------ Data for analysis ------

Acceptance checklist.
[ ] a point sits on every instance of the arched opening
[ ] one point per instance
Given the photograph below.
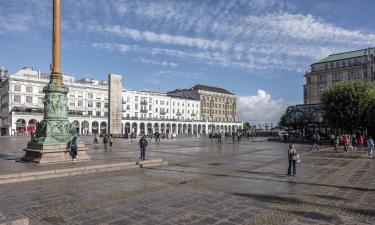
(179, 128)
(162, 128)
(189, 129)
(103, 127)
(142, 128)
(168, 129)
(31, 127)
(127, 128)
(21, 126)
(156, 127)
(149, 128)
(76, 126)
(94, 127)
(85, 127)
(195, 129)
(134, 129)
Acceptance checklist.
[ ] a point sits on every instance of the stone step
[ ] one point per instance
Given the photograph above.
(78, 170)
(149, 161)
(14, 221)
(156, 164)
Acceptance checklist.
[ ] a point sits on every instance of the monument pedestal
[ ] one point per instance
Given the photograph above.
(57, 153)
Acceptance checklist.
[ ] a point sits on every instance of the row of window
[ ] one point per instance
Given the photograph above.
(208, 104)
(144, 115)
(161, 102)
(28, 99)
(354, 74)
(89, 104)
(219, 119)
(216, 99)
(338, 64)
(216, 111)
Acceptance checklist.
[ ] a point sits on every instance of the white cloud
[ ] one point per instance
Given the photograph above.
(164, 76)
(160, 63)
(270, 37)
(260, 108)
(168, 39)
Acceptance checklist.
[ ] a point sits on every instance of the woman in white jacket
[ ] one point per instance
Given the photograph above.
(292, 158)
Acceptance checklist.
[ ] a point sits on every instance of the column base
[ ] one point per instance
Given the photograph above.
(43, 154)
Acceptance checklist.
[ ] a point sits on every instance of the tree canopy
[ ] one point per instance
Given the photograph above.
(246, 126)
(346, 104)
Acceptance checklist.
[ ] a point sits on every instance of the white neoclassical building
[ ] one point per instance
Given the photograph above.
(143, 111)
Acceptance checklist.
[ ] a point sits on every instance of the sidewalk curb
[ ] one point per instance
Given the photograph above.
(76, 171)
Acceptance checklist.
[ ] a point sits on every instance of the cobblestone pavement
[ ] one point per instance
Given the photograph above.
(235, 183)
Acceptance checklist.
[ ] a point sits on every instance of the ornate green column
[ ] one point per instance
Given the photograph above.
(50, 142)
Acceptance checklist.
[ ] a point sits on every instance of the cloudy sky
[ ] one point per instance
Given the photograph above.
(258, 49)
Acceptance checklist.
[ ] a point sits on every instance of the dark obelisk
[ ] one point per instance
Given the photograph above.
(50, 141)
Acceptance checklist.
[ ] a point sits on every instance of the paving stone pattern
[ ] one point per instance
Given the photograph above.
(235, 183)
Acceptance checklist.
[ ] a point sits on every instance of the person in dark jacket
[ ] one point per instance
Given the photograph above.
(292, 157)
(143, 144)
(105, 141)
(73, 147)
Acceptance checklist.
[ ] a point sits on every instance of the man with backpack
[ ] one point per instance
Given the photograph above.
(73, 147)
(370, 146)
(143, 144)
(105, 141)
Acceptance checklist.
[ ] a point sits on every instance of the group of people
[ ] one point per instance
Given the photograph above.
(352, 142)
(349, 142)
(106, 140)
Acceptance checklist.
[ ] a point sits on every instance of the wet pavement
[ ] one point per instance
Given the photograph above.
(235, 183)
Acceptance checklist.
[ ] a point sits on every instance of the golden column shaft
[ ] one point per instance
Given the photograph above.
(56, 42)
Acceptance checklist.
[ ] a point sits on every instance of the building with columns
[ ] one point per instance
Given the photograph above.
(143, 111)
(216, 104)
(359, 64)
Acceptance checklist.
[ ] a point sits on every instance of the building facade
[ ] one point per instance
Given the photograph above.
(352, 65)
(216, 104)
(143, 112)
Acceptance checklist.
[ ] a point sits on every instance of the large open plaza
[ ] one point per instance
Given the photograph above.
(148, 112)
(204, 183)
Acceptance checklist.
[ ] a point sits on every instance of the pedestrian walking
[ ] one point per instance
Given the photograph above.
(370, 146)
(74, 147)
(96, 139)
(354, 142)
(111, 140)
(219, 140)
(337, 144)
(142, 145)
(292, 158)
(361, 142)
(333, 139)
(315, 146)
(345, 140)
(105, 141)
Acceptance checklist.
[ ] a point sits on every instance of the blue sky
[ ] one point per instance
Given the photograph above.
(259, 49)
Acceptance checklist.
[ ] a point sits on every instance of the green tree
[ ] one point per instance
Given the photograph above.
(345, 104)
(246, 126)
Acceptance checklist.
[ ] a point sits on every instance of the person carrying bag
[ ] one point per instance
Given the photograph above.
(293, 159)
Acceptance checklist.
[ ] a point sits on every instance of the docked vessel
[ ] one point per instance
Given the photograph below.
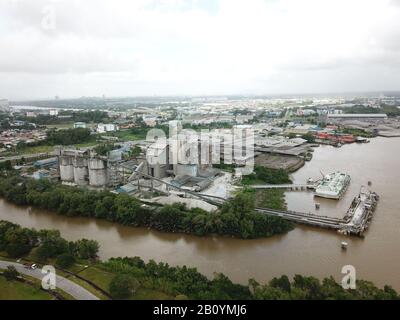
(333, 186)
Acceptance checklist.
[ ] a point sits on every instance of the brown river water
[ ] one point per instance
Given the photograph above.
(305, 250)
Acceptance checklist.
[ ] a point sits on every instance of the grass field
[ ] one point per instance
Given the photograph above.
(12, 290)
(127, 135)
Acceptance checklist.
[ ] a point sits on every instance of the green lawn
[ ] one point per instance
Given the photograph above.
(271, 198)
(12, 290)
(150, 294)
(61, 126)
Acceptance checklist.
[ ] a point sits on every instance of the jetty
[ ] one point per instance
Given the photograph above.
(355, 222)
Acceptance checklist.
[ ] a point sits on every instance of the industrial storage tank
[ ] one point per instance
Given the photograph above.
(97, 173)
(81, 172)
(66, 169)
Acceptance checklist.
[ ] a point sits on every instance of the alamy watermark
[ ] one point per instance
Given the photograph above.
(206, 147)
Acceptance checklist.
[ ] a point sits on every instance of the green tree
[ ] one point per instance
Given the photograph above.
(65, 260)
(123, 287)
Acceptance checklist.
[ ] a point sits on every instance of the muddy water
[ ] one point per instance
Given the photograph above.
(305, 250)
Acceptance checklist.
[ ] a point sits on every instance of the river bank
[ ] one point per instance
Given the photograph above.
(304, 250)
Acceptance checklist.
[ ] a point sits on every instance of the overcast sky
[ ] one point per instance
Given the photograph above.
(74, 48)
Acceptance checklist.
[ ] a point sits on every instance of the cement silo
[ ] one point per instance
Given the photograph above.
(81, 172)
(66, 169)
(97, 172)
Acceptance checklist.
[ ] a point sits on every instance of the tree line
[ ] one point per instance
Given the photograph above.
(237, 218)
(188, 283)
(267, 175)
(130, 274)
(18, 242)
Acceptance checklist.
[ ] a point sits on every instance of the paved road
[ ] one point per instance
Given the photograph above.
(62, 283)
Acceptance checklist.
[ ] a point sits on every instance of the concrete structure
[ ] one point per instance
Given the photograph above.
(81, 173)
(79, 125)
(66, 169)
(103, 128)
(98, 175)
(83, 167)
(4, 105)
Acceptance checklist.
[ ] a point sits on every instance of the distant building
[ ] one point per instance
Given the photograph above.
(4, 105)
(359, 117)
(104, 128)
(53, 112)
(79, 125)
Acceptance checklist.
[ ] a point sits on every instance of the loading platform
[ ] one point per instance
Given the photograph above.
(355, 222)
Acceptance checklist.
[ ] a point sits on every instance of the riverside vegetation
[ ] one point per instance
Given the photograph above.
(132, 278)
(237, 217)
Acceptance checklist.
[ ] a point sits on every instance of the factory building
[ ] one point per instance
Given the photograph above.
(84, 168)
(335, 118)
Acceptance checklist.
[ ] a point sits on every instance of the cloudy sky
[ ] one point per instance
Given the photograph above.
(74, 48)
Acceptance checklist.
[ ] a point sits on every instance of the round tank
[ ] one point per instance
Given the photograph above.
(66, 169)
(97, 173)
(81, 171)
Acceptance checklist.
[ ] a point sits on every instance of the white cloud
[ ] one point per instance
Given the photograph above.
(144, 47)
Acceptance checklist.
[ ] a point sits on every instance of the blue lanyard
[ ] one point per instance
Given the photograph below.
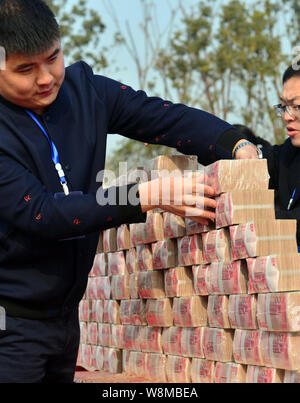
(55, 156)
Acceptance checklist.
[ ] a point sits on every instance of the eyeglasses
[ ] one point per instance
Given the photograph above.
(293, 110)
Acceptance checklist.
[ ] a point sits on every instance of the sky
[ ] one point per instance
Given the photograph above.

------
------ Data for analysis ------

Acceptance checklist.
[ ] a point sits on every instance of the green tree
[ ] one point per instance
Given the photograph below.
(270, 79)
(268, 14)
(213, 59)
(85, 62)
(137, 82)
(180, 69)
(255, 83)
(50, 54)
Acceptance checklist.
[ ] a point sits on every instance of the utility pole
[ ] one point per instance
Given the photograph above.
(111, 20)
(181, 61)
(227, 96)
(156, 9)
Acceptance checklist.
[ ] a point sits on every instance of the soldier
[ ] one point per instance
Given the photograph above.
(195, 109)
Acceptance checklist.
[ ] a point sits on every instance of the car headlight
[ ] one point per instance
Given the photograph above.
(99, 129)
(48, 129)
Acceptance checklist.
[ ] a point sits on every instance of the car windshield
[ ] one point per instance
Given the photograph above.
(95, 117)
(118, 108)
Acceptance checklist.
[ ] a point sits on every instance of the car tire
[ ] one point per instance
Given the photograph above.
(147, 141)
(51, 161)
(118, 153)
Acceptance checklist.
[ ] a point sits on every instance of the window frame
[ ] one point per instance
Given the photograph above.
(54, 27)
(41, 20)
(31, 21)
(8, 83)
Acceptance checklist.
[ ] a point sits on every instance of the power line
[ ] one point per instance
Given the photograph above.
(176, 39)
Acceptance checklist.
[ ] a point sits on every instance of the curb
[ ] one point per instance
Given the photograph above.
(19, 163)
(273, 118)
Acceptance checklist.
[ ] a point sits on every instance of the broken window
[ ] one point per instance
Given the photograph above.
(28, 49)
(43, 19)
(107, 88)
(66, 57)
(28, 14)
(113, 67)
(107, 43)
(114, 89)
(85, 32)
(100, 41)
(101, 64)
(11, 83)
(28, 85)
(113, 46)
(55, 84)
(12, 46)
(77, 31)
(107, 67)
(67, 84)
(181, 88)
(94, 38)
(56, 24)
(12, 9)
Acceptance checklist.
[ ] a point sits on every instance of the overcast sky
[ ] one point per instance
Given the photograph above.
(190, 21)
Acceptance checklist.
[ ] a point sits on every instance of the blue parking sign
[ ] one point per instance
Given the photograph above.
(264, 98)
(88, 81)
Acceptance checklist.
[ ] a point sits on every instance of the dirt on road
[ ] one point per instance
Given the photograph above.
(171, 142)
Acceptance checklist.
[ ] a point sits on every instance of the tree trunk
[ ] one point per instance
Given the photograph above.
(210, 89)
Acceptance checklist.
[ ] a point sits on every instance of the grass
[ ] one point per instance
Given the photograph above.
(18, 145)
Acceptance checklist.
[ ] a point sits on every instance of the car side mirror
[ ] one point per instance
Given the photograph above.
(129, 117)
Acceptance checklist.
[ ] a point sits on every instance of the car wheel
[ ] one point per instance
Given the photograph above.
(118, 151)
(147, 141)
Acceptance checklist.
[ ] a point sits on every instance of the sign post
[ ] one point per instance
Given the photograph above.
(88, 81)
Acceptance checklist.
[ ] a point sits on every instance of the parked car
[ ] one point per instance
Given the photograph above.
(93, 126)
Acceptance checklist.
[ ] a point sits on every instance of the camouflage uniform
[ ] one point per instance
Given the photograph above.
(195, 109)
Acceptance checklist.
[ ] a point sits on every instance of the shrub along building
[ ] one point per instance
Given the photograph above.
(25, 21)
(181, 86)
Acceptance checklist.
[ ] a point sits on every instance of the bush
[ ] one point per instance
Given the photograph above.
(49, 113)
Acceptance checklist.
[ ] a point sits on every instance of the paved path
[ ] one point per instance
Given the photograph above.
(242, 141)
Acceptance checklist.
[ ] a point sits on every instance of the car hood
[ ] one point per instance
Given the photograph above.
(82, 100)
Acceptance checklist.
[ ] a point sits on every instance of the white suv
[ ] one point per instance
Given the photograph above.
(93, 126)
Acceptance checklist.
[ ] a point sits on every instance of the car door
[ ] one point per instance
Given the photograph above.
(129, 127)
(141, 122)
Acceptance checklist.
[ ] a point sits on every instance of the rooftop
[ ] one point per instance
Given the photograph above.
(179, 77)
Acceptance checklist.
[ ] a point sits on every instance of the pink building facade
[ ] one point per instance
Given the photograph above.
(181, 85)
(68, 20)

------
------ Data for analysis ------

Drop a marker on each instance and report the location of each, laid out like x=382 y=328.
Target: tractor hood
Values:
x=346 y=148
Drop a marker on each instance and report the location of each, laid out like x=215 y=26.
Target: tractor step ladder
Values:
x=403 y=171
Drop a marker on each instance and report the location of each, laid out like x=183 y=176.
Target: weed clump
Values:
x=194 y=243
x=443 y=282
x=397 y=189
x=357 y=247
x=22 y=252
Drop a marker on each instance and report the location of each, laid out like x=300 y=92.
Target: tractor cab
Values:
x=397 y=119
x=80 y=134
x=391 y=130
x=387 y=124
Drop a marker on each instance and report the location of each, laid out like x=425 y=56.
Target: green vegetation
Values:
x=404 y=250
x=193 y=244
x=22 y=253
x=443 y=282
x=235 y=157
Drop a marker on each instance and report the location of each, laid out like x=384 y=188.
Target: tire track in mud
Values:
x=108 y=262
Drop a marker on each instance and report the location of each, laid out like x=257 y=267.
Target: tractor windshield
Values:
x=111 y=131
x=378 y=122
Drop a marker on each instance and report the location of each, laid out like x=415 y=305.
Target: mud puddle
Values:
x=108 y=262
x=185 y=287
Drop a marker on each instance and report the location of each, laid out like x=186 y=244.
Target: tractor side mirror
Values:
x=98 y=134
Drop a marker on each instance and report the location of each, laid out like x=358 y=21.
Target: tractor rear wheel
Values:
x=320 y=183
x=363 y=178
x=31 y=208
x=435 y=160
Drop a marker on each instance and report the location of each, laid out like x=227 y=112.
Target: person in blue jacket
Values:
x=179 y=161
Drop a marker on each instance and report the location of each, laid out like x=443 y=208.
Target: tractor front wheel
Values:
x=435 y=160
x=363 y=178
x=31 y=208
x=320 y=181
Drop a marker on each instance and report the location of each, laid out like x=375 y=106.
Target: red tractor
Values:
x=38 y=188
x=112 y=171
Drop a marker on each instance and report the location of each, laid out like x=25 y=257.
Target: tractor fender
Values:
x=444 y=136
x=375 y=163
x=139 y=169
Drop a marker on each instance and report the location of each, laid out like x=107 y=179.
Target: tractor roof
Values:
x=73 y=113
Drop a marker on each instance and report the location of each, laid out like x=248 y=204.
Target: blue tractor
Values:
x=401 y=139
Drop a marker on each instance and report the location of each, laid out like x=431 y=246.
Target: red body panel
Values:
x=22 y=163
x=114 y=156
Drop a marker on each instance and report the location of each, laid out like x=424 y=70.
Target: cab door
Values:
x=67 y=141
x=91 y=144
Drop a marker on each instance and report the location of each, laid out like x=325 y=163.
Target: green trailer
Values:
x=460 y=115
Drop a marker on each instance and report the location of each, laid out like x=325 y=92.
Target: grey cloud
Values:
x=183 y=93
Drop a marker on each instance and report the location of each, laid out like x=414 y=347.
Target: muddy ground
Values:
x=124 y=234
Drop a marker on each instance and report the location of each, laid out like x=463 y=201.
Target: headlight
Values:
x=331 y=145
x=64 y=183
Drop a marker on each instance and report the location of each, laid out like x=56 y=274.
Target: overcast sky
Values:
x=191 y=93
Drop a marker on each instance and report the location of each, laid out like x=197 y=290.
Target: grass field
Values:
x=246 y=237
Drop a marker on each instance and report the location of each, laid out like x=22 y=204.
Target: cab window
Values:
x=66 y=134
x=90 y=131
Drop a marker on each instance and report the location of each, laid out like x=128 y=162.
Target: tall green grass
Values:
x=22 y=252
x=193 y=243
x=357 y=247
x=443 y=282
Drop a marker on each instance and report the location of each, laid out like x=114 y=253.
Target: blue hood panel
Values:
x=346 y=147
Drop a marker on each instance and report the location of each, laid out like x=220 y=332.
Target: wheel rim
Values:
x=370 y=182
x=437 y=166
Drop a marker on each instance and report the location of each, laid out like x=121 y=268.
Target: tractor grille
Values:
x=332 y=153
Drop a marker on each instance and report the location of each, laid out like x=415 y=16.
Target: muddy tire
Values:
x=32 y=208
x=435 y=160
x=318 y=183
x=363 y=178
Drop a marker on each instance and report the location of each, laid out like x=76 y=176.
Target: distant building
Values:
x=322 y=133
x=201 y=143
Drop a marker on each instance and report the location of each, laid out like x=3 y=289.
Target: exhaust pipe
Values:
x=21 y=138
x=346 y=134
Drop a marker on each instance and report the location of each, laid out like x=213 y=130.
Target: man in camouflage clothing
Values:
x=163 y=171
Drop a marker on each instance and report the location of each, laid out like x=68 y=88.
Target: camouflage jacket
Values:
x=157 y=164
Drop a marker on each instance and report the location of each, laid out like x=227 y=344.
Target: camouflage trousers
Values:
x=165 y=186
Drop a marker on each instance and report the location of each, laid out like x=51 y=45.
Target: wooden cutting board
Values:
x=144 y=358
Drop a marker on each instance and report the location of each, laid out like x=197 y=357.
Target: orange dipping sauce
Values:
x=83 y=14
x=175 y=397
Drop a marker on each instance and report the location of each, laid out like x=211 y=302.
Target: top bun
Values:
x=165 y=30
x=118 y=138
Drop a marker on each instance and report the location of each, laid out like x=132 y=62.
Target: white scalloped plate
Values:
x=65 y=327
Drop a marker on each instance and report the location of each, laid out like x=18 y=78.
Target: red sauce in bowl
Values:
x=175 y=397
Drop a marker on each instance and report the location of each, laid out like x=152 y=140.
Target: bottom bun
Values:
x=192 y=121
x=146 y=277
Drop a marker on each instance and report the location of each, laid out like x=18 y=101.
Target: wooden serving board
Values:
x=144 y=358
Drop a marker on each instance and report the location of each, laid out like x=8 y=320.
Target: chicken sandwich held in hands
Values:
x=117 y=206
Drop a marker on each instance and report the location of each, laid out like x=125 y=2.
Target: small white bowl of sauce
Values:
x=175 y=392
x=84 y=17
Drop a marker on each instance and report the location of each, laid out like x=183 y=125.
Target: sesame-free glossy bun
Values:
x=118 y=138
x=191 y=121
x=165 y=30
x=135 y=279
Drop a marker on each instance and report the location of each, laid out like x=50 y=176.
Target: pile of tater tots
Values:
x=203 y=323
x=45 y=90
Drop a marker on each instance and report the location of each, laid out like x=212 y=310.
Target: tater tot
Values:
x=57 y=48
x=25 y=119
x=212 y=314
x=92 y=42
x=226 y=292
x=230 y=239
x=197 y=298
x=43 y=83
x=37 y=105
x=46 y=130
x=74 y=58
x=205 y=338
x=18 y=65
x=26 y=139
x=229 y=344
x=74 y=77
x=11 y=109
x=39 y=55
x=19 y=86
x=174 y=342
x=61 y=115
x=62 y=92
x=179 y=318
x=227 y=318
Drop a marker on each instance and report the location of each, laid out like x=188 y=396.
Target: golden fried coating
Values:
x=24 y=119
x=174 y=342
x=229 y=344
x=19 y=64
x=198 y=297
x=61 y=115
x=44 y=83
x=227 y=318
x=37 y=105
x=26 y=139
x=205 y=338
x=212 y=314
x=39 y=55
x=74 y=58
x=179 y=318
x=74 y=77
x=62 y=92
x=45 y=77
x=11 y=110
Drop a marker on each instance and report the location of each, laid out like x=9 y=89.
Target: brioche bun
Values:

------

**What is needed**
All lines in the records above with "golden" need to be found and copied.

**Result**
[ ] a point sits on every instance of the golden column shaft
Target: golden fried coating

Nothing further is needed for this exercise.